◆ Written exercise A ◆
In the ES|QL threat hunting tutorial below, condense the paragraph that begins "ES|QL enables powerful transformations" into a shorter version that keeps its main facts.
◆ Written exercise B ◆
Resume the ES|QL threat hunting tutorial below, picking up after its final line.

◆ Given text ◆

━━━━━━━━━━━━━━━━━━━━━━━━━━━━━━

Tutorial: Threat hunting with ES|QL

Elastic Stack Serverless

This hands-on tutorial demonstrates advanced threat hunting techniques using the Elasticsearch Query Language (ES|QL).

Following a simulated Advanced Persistent Threat (APT) campaign, we analyze security events across authentication, process execution, and network telemetry to detect:

Initial compromise via malicious email attachments
Lateral movement through the network
Privilege escalation attempts
Data exfiltration activities

ES|QL enables powerful transformations, filtering, enrichment, and statistical analysis, making it ideal for complex security investigations. This tutorial provides practical examples of how to leverage ES|QL for threat hunting, from identifying suspicious user behavior to building attack timelines.

Requirements

You need a running Elasticsearch cluster, together with Kibana to run this tutorial. Refer to choose your deployment type for deployment options.

How to run ES|QL queries

In this tutorial, ES|QL examples are displayed in the following format:

		FROM windows-security-logs
| WHERE event.code == "4624"
| LIMIT 1000

	

You can run these queries using:

Interactive interfaces:
- Timeline. Find Timelines in the navigation menu or by using the global search field.

━━━━━━━━━━━━━━━━━━━━━━━━━━━━━━

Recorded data
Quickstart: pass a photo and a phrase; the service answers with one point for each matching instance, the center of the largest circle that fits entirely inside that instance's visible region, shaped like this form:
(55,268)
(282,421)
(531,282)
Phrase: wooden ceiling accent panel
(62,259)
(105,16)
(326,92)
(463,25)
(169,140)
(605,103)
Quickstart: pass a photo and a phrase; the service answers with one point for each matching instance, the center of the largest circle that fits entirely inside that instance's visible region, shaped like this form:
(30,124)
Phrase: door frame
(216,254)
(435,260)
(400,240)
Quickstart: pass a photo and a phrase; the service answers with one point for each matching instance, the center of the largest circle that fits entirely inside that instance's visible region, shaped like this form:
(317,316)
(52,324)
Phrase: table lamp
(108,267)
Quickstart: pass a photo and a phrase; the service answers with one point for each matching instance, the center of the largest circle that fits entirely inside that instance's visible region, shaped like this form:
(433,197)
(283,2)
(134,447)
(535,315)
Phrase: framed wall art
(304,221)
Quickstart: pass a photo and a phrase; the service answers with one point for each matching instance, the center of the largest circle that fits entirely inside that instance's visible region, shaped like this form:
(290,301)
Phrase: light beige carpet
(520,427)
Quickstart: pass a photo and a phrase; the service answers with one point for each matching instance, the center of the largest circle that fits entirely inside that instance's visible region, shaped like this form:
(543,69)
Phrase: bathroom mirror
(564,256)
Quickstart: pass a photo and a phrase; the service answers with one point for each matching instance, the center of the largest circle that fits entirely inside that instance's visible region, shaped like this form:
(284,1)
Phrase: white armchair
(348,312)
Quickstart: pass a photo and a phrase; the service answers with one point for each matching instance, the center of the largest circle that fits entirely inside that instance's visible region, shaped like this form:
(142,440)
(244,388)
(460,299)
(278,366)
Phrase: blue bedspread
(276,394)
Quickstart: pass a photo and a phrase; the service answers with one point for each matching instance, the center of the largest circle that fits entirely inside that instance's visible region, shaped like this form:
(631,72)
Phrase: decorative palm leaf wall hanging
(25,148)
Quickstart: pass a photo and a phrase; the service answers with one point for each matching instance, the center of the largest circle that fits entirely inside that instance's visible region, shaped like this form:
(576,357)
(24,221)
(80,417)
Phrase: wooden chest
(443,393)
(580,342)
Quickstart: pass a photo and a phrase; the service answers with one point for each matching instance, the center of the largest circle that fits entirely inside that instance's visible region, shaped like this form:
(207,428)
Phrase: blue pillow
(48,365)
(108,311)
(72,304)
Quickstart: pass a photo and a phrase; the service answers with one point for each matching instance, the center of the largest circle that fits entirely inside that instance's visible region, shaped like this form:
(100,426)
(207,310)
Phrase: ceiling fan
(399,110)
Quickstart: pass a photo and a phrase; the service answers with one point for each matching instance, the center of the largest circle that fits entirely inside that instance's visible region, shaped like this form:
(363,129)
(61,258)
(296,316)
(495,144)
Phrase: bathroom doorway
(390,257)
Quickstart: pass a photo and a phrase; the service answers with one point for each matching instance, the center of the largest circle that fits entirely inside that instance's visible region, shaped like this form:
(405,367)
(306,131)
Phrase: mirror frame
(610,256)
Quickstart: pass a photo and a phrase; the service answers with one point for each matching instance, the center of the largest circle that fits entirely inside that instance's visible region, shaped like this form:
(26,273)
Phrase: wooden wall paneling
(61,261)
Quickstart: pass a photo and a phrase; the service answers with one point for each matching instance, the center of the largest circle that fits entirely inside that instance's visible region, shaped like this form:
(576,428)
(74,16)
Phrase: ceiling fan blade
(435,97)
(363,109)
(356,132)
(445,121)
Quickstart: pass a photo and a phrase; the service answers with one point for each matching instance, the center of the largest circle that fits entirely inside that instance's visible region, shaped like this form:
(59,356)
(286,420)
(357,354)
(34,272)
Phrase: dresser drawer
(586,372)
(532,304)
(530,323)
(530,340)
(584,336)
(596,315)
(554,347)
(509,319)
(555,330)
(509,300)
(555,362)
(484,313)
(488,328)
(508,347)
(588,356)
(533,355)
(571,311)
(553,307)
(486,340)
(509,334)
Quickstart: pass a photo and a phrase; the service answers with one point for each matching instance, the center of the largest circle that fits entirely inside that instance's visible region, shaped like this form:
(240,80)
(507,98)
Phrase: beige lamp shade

━━━━━━━━━━━━━━━━━━━━━━━━━━━━━━

◆ Exercise result A ◆
ES|QL supports transformations, filtering, enrichment, and statistical analysis, which makes it well suited to complex security investigations. The tutorial gives practical examples of its use in threat hunting, from spotting suspicious user behavior to building attack timelines.

◆ Exercise result B ◆
- Discover. Find Discover in the navigation menu or by using the global search field.

REST API via Dev Tools Console. This requires additional formatting:

Step 0: Add sample data

To follow along with this tutorial, you need to add sample data to your cluster, using the Dev Tools Console.

Broadly, there are two types of data:

Core indices: These are the main security indices that contain the logs and events you want to analyze. We need three core indices: windows-security-logs, process-logs, and network-logs.
Lookup indices: These are auxiliary indices that provide additional context to your core data. We need three lookup indices: asset-inventory, user-context, and threat-intel.

Create core indices

First, create the core security indices for our threat hunting scenario:

		 PUT /windows-security-logs {
  "mappings": {
    "properties": {
      "@timestamp": {"type": "date"},
      "event": {
        "properties": {
          "code": {"type": "keyword"},
          "action": {"type": "keyword"}
        }
      },
      "user": {
        "properties": {
          "name": {"type": "keyword"},
          "domain": {"type": "keyword"}
        }
      },
      "host": {
        "properties": {
          "name": {"type": "keyword"},
          "ip": {"type": "ip"}
        }
      },
      "source": {
        "properties": {
          "ip": {"type": "ip"}
        }
      },
      "logon": {
        "properties": {
          "type": {"type": "keyword"}
        }
      }
    }
  }
}

	

Event codes like 4624 (successful logon) and 4625 (failed logon) are stored as keywords for exact matching.

Now let's add some sample data to the windows-security-logs index around authentication events, namely failed and successful logins.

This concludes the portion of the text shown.